◆ The records

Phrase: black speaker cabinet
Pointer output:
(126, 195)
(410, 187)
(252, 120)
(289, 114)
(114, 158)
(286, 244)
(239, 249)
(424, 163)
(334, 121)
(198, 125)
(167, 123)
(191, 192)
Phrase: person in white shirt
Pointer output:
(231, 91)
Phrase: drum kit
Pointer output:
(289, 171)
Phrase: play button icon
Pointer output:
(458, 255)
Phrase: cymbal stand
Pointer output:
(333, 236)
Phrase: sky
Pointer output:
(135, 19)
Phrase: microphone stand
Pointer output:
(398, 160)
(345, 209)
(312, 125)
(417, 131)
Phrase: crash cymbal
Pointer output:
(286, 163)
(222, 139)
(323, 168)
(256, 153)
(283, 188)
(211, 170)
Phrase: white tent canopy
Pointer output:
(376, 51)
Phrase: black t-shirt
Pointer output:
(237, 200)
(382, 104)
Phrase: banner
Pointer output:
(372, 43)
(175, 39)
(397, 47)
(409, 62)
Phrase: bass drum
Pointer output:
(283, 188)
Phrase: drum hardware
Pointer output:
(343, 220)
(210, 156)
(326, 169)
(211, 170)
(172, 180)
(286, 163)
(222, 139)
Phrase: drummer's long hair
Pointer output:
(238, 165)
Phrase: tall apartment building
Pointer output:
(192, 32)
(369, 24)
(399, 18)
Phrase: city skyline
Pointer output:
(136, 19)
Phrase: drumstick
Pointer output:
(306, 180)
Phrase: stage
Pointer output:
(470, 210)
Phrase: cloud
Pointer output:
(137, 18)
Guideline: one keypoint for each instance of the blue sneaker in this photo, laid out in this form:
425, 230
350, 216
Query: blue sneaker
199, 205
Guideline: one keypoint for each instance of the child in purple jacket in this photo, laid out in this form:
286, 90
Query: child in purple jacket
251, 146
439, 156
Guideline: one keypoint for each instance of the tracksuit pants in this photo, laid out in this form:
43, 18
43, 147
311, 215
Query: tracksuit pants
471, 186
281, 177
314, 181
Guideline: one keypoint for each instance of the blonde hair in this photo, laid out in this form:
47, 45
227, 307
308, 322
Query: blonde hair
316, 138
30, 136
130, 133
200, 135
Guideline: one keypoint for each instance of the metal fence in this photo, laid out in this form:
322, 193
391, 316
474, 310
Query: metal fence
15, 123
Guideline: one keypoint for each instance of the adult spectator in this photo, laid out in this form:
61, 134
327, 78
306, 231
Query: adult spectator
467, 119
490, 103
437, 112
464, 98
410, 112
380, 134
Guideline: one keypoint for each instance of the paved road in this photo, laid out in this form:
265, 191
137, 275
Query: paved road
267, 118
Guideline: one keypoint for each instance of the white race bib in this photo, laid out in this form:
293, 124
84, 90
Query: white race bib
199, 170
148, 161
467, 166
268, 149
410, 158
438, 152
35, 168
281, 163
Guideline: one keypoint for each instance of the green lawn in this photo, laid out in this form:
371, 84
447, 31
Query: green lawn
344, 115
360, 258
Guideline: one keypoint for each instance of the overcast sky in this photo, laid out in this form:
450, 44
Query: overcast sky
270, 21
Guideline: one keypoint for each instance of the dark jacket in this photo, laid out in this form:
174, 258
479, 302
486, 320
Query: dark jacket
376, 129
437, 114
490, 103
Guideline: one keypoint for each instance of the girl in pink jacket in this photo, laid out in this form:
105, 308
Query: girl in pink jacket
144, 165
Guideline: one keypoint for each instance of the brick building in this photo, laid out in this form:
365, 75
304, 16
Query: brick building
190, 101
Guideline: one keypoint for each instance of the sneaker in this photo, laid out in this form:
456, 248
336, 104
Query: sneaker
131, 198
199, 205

◆ Task objective
Line by line, retype the whole listing exactly.

◆ Task answer
Phrase: black speaker cabinet
Pointer output:
(126, 195)
(410, 187)
(252, 120)
(289, 114)
(114, 158)
(286, 244)
(239, 249)
(424, 163)
(334, 121)
(198, 125)
(167, 123)
(191, 192)
Phrase: person in white shirt
Pointer output:
(231, 91)
Phrase: drum kit
Pointer output:
(289, 171)
Phrase: play button icon
Pointer output:
(458, 255)
Phrase: cymbal stand
Pointer output:
(333, 236)
Phrase: sky
Pointer output:
(135, 19)
Phrase: microphone stand
Pointer output:
(398, 160)
(345, 209)
(312, 125)
(417, 131)
Phrase: crash cymbal
Pointer output:
(286, 163)
(222, 139)
(323, 168)
(256, 153)
(283, 188)
(211, 170)
Phrase: white tent canopy
Pointer output:
(376, 51)
Phrase: black t-shirt
Pointer output:
(237, 200)
(382, 104)
Phrase: banner
Pointer output:
(372, 43)
(175, 39)
(397, 47)
(409, 62)
Phrase: bass drum
Pointer output:
(283, 188)
Phrase: drum hardware
Pointer output:
(343, 220)
(210, 156)
(326, 169)
(211, 170)
(172, 180)
(286, 163)
(222, 139)
Phrase: drummer's long hair
Pointer output:
(238, 165)
Phrase: tall apartment building
Pointer output:
(192, 32)
(369, 24)
(399, 18)
Phrase: city skyline
Pointer output:
(136, 19)
Phrase: drumstick
Pointer output:
(306, 180)
Phrase: stage
Pointer output:
(470, 210)
Phrase: cloud
Pointer output:
(137, 18)
Guideline: one keypoint for each instance of the blue sneaker in this photo, laid out in this form:
425, 230
350, 216
Query: blue sneaker
199, 205
Guideline: one keypoint for each instance of the child in purple jacket in this photo, laid out in this form:
286, 90
Query: child in purple jacket
251, 146
439, 156
Guideline: one keypoint for each instance of the tracksuit pants in this photo, laid out in this form:
43, 18
43, 147
311, 215
Query: tracksuit pants
471, 186
281, 177
314, 181
Guideline: one keypoint for each instance of the blonde hair in this photo, laid out in this form:
47, 45
227, 307
308, 322
Query: blonde hair
316, 138
30, 136
130, 133
200, 135
Guideline: one keypoint for each instance of the metal fence in this photo, laid out in this form:
322, 193
391, 316
474, 310
Query: metal fence
15, 123
Guideline: one keypoint for each instance of the adult spectator in this photo, laid out in this form:
61, 134
327, 78
306, 231
Query: adult spectator
467, 119
490, 103
437, 112
464, 98
410, 112
380, 134
Guideline: one keypoint for each instance of the paved road in this photo, laid out in this form:
265, 191
137, 275
Query: paved road
267, 118
Guideline: one keypoint for each instance of the white race bib in this photo, laid out in this form:
293, 124
84, 90
Query: white race bib
199, 170
148, 161
467, 166
268, 149
410, 158
438, 152
35, 168
281, 163
Guideline: one keypoint for each instance of the green lawn in this photo, laid out in this form:
371, 84
447, 31
Query: green lawn
344, 115
360, 258
Guideline: one keypoint for each instance of the overcast sky in this photo, laid out in this form:
450, 44
Query: overcast sky
270, 21
Guideline: one keypoint for each instance of the dark jacket in this photo, laid out in this form:
174, 258
479, 302
486, 320
Query: dark jacket
376, 129
437, 114
490, 103
Guideline: one keypoint for each instance of the girl in pink jacket in this photo, laid out in this form:
105, 308
Query: girl in pink jacket
144, 165
Guideline: one keypoint for each instance of the brick building in this photo, laid out in this form:
365, 75
304, 16
Query: brick building
190, 101
Guideline: one keypoint for each instance of the sneaker in this photo, laid out in this form:
456, 248
336, 104
Query: sneaker
131, 198
199, 205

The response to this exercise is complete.